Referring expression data
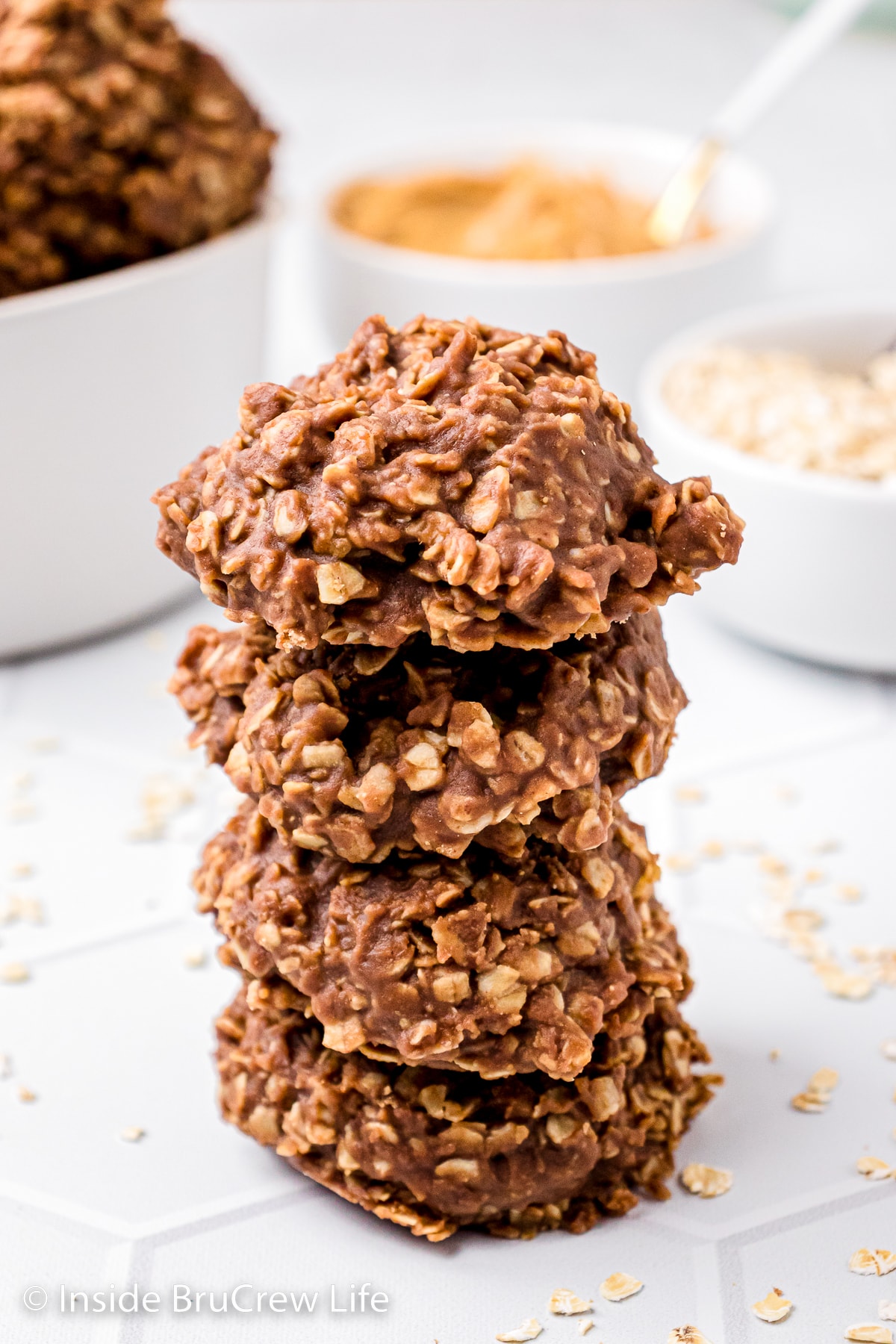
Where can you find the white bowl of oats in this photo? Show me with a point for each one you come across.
(790, 406)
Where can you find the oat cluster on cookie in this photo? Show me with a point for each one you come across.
(445, 553)
(119, 140)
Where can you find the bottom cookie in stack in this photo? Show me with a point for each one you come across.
(435, 1149)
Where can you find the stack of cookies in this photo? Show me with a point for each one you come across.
(460, 995)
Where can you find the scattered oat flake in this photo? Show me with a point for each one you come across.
(161, 800)
(809, 1102)
(564, 1303)
(803, 920)
(875, 1169)
(773, 1308)
(528, 1331)
(707, 1182)
(13, 974)
(872, 1263)
(618, 1287)
(824, 1081)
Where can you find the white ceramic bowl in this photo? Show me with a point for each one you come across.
(108, 388)
(618, 307)
(817, 570)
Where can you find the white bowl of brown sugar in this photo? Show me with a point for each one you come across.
(790, 406)
(539, 228)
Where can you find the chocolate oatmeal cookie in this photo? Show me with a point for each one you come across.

EXERCISE DETAILS ▸ The records above are to be set down exactly as written, with no images.

TASK RESPONSE ▸
Where can you find the white bowl of oats in this photo? Show me with a point for each one you come across.
(790, 406)
Where can you find the oat cluster on cookie in this photo? Show me with a point for each one you come across.
(445, 553)
(119, 140)
Where can you find the bottom cookie in stack in this photo? Show me with a point for each one you come across.
(435, 1149)
Where can you find the stack of cookies in this photo? Show me with a point for each one you come across.
(460, 995)
Where can you find the scattered oat flake in this photo? Show me with a point for each one you come across.
(161, 800)
(809, 1102)
(564, 1303)
(803, 920)
(875, 1169)
(773, 1308)
(528, 1331)
(707, 1182)
(13, 974)
(872, 1263)
(618, 1287)
(824, 1081)
Where can you find the white ceramic bowl in this photo? Show me with a point for each one you come across.
(108, 388)
(618, 307)
(817, 570)
Where can you find the white bowl of brown sugar in this photo? Show me with a point for each one you come across.
(790, 406)
(539, 228)
Where can you find the chocolate oatmeal cookie in this photo? Show me with a point for each one you come across.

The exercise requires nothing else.